▶ [STATED GOAL]:
Find the line that contains "Practice step: find the white column" in the entries below. Output it and each later line exactly, and nothing else.

....................

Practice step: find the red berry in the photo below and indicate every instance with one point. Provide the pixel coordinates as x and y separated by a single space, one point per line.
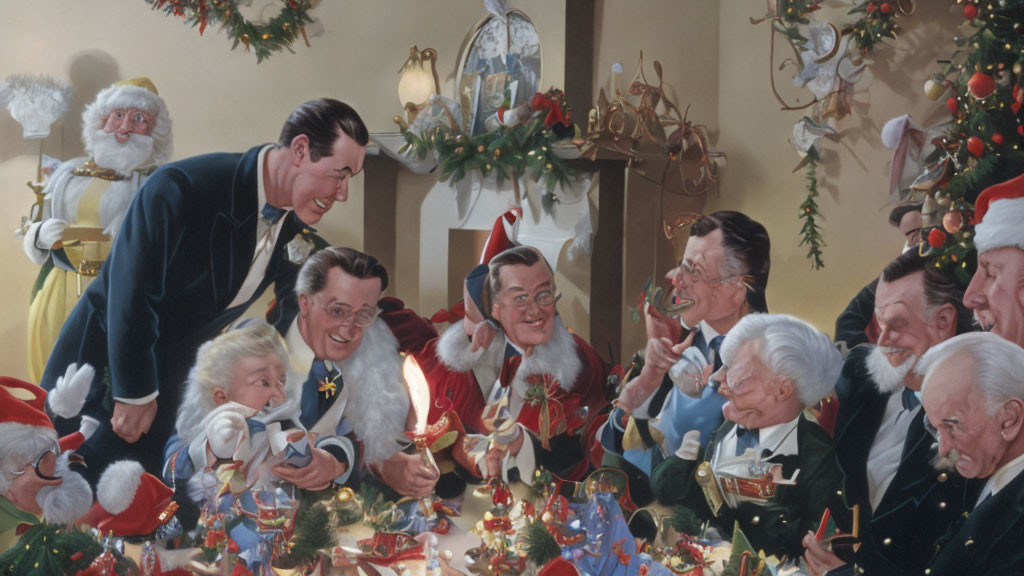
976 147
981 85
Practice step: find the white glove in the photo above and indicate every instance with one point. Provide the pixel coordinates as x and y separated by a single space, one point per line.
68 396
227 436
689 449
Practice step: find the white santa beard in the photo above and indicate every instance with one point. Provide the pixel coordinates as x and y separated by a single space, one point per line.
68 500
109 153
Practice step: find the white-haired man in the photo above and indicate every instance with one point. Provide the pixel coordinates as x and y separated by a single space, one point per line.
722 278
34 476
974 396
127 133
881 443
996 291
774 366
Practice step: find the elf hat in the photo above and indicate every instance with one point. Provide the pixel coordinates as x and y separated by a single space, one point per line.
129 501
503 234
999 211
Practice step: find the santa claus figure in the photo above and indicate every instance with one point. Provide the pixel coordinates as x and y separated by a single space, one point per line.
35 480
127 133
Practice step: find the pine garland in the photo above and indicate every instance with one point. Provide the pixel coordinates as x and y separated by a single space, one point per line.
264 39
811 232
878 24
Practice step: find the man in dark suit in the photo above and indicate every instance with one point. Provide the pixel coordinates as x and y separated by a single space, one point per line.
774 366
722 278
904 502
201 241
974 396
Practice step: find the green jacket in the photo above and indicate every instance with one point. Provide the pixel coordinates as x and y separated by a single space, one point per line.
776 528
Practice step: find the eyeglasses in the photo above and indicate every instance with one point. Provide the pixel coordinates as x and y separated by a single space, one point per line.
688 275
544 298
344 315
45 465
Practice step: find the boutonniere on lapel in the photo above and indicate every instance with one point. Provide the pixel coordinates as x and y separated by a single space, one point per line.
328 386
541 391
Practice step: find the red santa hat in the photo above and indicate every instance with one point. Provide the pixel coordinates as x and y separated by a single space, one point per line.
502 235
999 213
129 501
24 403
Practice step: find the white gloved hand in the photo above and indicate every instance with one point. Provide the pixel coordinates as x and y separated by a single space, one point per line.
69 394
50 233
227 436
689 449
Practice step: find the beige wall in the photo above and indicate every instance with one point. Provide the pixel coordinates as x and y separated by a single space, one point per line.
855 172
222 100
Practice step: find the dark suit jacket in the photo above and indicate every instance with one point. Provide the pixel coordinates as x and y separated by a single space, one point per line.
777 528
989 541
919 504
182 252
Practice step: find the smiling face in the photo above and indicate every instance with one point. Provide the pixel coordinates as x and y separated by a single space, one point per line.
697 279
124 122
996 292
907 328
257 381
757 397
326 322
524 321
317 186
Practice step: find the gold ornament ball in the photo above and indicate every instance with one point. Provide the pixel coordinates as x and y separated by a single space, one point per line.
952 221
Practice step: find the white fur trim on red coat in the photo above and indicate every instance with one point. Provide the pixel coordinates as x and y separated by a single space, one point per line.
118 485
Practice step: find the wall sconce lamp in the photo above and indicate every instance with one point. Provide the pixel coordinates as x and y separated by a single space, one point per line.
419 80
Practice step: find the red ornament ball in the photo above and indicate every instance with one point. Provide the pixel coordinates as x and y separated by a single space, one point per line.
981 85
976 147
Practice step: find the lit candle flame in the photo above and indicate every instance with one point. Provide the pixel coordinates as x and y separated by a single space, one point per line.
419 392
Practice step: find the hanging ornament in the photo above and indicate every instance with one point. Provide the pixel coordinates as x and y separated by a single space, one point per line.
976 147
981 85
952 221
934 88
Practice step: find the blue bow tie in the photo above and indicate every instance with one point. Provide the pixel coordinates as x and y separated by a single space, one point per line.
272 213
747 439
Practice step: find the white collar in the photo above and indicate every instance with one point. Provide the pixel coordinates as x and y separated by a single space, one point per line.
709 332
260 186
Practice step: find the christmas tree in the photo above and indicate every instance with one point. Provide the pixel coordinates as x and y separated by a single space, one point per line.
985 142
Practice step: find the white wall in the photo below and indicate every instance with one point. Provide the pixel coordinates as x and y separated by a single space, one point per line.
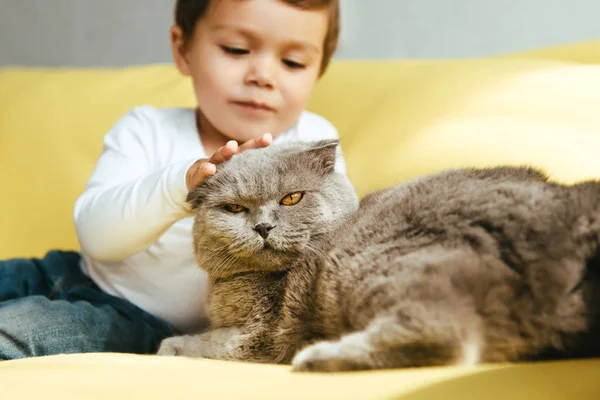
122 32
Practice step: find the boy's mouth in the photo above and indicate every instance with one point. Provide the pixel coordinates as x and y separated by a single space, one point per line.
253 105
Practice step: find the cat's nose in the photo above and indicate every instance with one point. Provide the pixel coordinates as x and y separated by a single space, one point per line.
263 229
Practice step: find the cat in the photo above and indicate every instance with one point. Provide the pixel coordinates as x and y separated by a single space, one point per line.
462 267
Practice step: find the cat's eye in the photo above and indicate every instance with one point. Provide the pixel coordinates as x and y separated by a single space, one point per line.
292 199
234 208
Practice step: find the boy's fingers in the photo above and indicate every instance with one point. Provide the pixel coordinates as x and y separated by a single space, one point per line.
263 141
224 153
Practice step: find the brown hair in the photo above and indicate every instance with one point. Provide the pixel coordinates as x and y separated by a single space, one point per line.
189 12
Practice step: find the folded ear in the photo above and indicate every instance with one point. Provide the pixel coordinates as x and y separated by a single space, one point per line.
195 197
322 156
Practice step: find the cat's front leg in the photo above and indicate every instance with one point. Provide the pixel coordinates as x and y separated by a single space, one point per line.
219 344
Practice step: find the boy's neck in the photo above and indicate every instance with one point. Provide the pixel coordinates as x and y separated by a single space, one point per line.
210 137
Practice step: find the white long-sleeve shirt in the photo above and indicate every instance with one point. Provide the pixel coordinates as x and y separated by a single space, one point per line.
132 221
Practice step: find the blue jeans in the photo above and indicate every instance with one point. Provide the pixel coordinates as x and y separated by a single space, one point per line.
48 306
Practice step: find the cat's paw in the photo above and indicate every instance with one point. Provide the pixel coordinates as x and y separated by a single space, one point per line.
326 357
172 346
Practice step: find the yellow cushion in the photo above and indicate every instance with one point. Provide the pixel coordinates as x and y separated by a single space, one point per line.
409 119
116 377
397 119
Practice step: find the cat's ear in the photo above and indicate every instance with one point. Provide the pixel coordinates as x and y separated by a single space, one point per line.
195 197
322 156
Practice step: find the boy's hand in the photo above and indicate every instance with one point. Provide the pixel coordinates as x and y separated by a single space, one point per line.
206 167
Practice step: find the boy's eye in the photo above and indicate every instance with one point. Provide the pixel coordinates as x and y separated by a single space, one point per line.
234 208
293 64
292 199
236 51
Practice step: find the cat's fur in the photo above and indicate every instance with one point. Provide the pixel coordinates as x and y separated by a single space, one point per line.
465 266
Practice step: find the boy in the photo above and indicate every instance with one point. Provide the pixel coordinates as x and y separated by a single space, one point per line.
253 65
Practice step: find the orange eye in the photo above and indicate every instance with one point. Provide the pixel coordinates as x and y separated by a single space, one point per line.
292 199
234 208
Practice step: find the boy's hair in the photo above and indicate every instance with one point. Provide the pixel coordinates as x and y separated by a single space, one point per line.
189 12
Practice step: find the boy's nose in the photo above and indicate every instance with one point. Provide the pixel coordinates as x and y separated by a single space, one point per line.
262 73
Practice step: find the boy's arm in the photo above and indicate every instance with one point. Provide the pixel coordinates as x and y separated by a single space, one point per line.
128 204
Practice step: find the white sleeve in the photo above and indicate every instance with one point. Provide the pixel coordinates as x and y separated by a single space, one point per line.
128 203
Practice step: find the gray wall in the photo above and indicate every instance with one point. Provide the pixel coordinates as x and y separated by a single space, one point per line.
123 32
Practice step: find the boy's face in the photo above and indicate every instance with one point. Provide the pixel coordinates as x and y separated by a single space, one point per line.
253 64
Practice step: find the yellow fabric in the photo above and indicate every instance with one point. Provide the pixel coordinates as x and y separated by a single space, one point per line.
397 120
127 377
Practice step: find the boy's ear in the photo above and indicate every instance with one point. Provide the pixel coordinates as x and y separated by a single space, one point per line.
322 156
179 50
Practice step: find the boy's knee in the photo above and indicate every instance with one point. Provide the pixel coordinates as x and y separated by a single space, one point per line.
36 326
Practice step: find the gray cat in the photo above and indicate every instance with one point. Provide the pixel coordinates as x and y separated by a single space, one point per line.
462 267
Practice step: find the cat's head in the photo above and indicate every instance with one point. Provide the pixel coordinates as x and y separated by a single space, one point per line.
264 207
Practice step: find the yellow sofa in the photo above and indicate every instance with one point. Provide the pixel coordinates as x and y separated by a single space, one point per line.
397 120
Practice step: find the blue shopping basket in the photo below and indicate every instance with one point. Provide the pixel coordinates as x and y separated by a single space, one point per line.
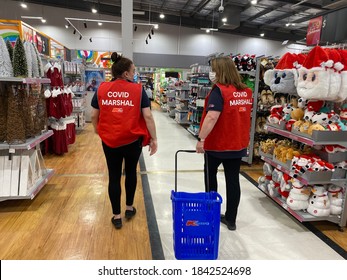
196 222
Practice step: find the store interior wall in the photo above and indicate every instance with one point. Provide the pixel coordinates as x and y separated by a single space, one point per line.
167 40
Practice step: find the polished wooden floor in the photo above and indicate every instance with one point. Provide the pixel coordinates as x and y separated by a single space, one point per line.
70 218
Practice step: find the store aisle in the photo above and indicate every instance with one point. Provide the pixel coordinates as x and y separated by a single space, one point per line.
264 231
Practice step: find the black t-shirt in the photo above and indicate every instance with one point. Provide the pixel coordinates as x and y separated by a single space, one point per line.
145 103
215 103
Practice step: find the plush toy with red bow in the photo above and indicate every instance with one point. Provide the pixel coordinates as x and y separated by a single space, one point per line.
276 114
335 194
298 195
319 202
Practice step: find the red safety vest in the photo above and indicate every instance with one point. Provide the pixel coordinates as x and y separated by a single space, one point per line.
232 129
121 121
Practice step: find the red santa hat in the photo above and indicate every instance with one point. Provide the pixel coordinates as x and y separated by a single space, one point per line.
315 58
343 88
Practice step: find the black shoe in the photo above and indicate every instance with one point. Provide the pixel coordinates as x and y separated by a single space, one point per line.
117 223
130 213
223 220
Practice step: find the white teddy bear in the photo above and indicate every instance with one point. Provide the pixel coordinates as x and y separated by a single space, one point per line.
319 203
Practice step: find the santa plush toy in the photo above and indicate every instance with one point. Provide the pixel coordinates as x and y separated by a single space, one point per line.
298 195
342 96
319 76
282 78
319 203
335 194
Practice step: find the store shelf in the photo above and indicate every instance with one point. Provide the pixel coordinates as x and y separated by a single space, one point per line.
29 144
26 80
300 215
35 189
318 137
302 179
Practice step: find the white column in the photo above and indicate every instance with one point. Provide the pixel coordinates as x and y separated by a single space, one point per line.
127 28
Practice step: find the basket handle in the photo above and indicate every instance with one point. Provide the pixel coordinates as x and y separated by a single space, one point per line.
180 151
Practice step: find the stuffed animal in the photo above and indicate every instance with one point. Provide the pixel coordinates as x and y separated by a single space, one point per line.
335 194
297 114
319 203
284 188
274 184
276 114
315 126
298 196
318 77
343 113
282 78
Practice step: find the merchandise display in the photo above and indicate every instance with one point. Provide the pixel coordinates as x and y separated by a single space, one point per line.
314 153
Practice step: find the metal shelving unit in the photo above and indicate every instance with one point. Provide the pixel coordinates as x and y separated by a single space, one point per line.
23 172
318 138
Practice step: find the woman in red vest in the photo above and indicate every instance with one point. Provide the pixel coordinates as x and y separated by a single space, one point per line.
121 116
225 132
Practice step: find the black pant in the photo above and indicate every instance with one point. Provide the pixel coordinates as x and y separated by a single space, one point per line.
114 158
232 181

....................

▶ [WRITTEN ANSWER]:
Practice step: find the white column in the photo above and indicate every instance with one point. Provide the pixel coordinates as x and y separated by a single space, one point per line.
127 28
Practice step: find the basket handle in the photo above and indicate every instance with one point. Provide the pixel coordinates as x and y separated by a single space, one point per line.
180 151
Practice step: find the stuffed animal in the photo above and indicate every instance with one point. Provide the pixel coordinates as x and y separated by a single space, one point per line.
335 194
297 114
319 203
284 188
274 184
276 114
315 126
298 196
318 77
343 113
282 78
Practice step: find the merchandise display in the photo above and indicate every instance with one point. Provide the pixel coordinates as x and y separated by a single space, one point per line.
314 153
Practice step: find the metal shelving unit in the photo above and indicate every instance with one point. Provide the pixel coordinates as x and y separated by a single space, one point per line.
23 172
318 138
Practice step: find the woman in red vest in the photo above and indicate every instance with one point. Provide the pixel coordinates as x and y separated by a single space, one point per line.
121 116
225 132
Practice step: find the black pant in the photo above and indicate every instance with one point. Provide the pixel coordinates as x and y separated by a single space, one point per line.
114 158
232 181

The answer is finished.